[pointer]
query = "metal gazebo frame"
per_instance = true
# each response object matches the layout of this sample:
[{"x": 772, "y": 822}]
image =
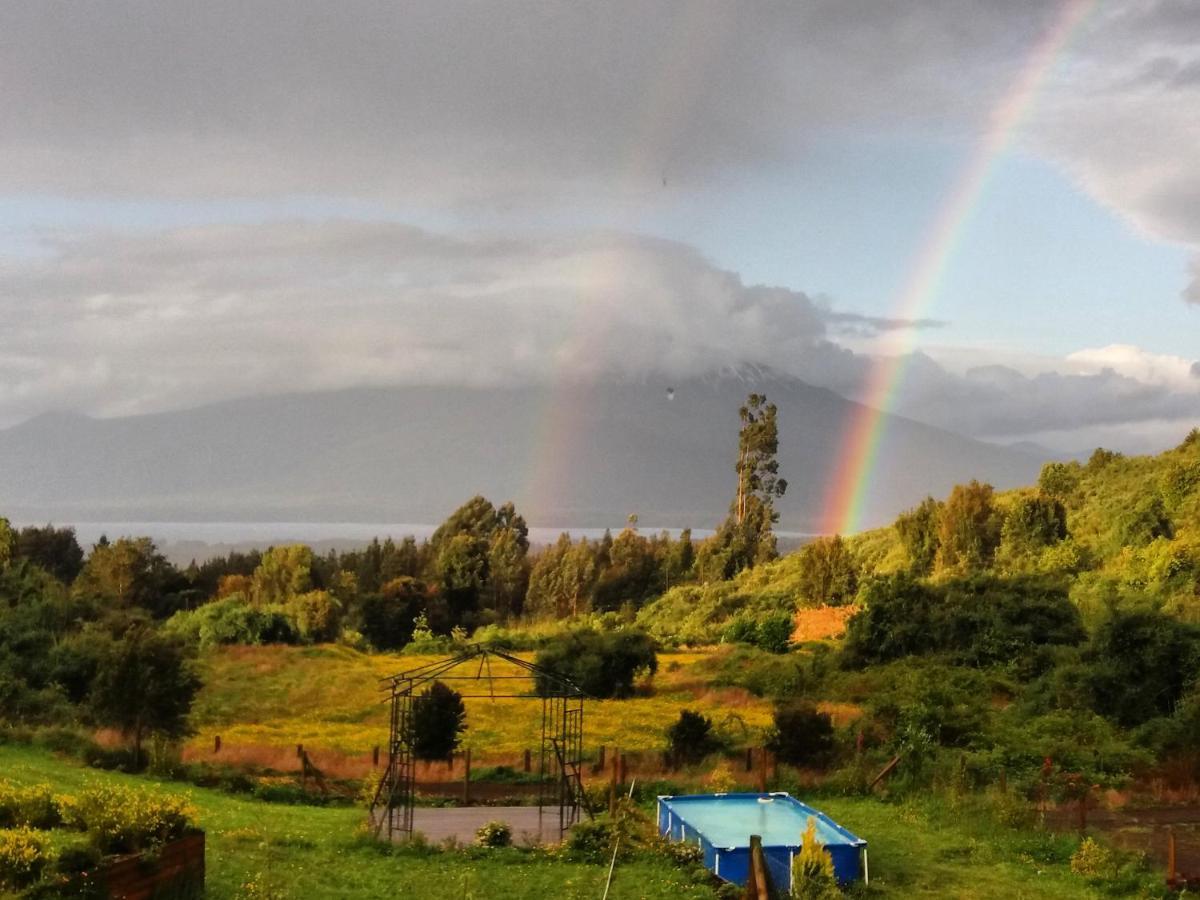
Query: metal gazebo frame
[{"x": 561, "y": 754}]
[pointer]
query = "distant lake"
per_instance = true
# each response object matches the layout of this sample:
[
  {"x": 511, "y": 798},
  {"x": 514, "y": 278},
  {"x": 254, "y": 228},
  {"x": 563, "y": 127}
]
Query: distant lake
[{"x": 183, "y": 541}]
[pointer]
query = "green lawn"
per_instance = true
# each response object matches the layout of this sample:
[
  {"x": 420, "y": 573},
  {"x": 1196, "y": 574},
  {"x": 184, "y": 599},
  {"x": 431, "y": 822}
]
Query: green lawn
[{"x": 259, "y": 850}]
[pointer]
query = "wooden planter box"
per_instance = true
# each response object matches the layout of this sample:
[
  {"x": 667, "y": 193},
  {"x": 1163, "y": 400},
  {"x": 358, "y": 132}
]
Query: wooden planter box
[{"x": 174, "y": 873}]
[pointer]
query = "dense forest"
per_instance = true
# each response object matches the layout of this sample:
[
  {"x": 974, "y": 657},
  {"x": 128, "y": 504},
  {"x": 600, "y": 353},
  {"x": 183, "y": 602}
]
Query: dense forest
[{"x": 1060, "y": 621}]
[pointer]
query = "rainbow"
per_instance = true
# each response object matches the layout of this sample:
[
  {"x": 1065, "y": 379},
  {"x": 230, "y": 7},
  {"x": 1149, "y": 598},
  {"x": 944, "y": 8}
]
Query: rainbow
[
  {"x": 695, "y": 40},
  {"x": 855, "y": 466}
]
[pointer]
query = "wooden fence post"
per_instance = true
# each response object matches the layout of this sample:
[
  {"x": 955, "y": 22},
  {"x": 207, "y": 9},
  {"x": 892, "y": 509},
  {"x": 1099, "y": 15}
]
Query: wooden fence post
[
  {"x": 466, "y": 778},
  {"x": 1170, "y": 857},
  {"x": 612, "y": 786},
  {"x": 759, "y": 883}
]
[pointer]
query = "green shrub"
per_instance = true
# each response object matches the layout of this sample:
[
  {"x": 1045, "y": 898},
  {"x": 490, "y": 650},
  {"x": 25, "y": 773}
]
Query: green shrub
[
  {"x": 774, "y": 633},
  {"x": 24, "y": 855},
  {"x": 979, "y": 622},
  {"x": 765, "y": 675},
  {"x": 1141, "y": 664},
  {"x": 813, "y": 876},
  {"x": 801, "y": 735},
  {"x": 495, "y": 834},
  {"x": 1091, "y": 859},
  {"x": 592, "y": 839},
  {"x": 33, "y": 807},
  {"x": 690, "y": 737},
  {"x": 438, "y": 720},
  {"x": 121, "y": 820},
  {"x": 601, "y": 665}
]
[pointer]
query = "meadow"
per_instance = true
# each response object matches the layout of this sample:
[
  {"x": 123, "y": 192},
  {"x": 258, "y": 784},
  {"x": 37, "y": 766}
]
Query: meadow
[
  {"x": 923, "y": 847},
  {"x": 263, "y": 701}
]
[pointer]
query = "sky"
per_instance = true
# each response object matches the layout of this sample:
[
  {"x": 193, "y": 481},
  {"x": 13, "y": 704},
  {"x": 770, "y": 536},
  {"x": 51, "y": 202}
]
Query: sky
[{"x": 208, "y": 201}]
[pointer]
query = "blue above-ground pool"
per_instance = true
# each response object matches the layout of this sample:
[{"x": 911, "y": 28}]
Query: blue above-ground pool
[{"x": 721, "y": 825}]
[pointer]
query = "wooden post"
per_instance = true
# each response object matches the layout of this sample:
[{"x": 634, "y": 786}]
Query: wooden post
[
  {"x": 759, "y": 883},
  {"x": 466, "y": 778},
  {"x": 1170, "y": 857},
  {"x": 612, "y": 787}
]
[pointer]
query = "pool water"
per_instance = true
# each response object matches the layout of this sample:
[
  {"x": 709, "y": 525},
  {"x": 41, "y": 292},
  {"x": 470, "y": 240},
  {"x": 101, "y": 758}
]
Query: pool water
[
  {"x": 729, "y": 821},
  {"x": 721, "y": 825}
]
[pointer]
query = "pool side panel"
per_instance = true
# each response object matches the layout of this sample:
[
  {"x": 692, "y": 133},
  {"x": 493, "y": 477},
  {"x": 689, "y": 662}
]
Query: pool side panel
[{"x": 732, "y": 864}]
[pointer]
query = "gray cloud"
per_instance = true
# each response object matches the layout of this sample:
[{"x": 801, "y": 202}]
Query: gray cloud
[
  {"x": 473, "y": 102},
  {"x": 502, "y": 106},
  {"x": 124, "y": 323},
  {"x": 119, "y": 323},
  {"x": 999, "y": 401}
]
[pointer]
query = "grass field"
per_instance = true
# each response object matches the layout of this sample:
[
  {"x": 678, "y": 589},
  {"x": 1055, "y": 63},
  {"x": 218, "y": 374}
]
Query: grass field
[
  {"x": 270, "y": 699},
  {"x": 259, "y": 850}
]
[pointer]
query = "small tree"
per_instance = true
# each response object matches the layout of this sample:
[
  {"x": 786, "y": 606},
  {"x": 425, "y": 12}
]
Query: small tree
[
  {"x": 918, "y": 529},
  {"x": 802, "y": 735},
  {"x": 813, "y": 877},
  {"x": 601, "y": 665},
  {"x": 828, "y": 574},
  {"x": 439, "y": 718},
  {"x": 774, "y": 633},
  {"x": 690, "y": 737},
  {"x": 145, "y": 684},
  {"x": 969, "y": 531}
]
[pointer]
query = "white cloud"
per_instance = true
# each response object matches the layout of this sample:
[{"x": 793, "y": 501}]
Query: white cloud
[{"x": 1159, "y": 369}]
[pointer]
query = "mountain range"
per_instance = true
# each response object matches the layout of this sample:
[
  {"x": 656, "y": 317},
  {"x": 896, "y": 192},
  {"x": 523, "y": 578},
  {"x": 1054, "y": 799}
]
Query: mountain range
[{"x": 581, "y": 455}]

++++

• GOAL OF THE EXERCISE
Transcribe the listing in full and omit the pictures.

• FULL OUTPUT
[pointer]
query = "metal gazebo frame"
per_instance = true
# each response object matches the layout of this sample:
[{"x": 772, "y": 822}]
image =
Query: metal gazebo frame
[{"x": 561, "y": 754}]
[pointer]
query = "distant lake"
per_instance = true
# each response object matches the layout of this sample:
[
  {"x": 511, "y": 798},
  {"x": 514, "y": 278},
  {"x": 254, "y": 228},
  {"x": 563, "y": 127}
]
Query: distant lake
[{"x": 183, "y": 541}]
[pointer]
query = "green lawn"
per_instance = true
# each response object matches the layout of this sample:
[
  {"x": 420, "y": 573},
  {"x": 1196, "y": 574},
  {"x": 184, "y": 599},
  {"x": 431, "y": 822}
]
Query: green lawn
[{"x": 259, "y": 850}]
[pointer]
query = "wooden planter box"
per_instance = true
# each response object matches the layout of this sample:
[
  {"x": 667, "y": 193},
  {"x": 1163, "y": 400},
  {"x": 358, "y": 132}
]
Query: wooden planter box
[{"x": 174, "y": 873}]
[pointer]
query = "dense forest"
per_instance = true
# each response object matches the layout of this sample:
[
  {"x": 974, "y": 657},
  {"x": 128, "y": 504},
  {"x": 600, "y": 353},
  {"x": 183, "y": 602}
]
Query: dense forest
[{"x": 1060, "y": 621}]
[pointer]
query = "rainbow"
per_instance = true
# each response object matches the layout of this sample:
[
  {"x": 1065, "y": 379},
  {"x": 230, "y": 7},
  {"x": 1149, "y": 598},
  {"x": 944, "y": 8}
]
Query: rainbow
[
  {"x": 695, "y": 40},
  {"x": 855, "y": 466}
]
[pointer]
query = "wooden fence post"
per_instance = true
# each response object matches the layout of this sample:
[
  {"x": 955, "y": 22},
  {"x": 207, "y": 9},
  {"x": 892, "y": 509},
  {"x": 1099, "y": 15}
]
Query: wooden fence post
[
  {"x": 466, "y": 778},
  {"x": 1170, "y": 857},
  {"x": 612, "y": 786},
  {"x": 759, "y": 883}
]
[pointer]
query = "green shrub"
per_instance = true
# each response object matches the layout of this sample:
[
  {"x": 1045, "y": 898},
  {"x": 490, "y": 650},
  {"x": 25, "y": 773}
]
Query: green shrub
[
  {"x": 774, "y": 633},
  {"x": 24, "y": 855},
  {"x": 979, "y": 622},
  {"x": 765, "y": 675},
  {"x": 1141, "y": 664},
  {"x": 813, "y": 876},
  {"x": 801, "y": 735},
  {"x": 495, "y": 834},
  {"x": 1091, "y": 859},
  {"x": 592, "y": 839},
  {"x": 33, "y": 807},
  {"x": 690, "y": 737},
  {"x": 438, "y": 720},
  {"x": 121, "y": 820},
  {"x": 601, "y": 665}
]
[pointer]
query = "meadow"
per_instance = true
# each response object matches the layout of this sample:
[
  {"x": 123, "y": 192},
  {"x": 258, "y": 784},
  {"x": 37, "y": 766}
]
Query: meadow
[
  {"x": 923, "y": 847},
  {"x": 263, "y": 701}
]
[pointer]
query = "sky"
per_instance = true
# each response object matches the layout of this sample:
[
  {"x": 193, "y": 481},
  {"x": 13, "y": 704},
  {"x": 770, "y": 536},
  {"x": 51, "y": 202}
]
Query: sky
[{"x": 208, "y": 201}]
[pointer]
query = "blue above-ground pool"
per_instance = true
# each response object matches the layout of this sample:
[{"x": 911, "y": 28}]
Query: blue above-ground pool
[{"x": 721, "y": 825}]
[pointer]
query = "wooden post"
per_instance = true
# each response object matches the layout of this sample:
[{"x": 634, "y": 786}]
Query: wooden post
[
  {"x": 759, "y": 883},
  {"x": 466, "y": 778},
  {"x": 1170, "y": 857},
  {"x": 612, "y": 787}
]
[pointer]
query = "pool water"
per_instance = true
# each response object matches the layout of this sample:
[
  {"x": 709, "y": 525},
  {"x": 41, "y": 292},
  {"x": 470, "y": 240},
  {"x": 101, "y": 758}
]
Query: pool water
[
  {"x": 729, "y": 821},
  {"x": 721, "y": 825}
]
[pointer]
query = "pool side panel"
per_instance = true
# each response object matches the layout of this sample:
[
  {"x": 692, "y": 133},
  {"x": 493, "y": 477},
  {"x": 689, "y": 662}
]
Query: pool side panel
[{"x": 732, "y": 864}]
[pointer]
query = "gray cloud"
per_instance = true
# each response object matches the layout of this sample:
[{"x": 801, "y": 202}]
Query: gray cloud
[
  {"x": 473, "y": 102},
  {"x": 502, "y": 106},
  {"x": 124, "y": 323},
  {"x": 119, "y": 323},
  {"x": 999, "y": 401}
]
[pointer]
query = "grass field"
per_instance = true
# each response object matches the layout of this sample:
[
  {"x": 678, "y": 589},
  {"x": 1055, "y": 63},
  {"x": 218, "y": 374}
]
Query: grass field
[
  {"x": 270, "y": 699},
  {"x": 259, "y": 850}
]
[pointer]
query = "small tree"
per_instance = true
# each response object matches the layout of this sample:
[
  {"x": 786, "y": 606},
  {"x": 425, "y": 12}
]
Query: small tree
[
  {"x": 918, "y": 529},
  {"x": 802, "y": 735},
  {"x": 813, "y": 877},
  {"x": 601, "y": 665},
  {"x": 828, "y": 574},
  {"x": 439, "y": 718},
  {"x": 774, "y": 633},
  {"x": 690, "y": 737},
  {"x": 145, "y": 684},
  {"x": 969, "y": 531}
]
[pointer]
query = "white cloud"
per_instance = true
# each response object matches the layout of this sample:
[{"x": 793, "y": 501}]
Query: white cloud
[{"x": 1159, "y": 369}]
[pointer]
query = "mountain range"
per_instance = true
# each response object matches the layout of this sample:
[
  {"x": 656, "y": 317},
  {"x": 896, "y": 192},
  {"x": 523, "y": 578},
  {"x": 1054, "y": 799}
]
Query: mountain range
[{"x": 581, "y": 455}]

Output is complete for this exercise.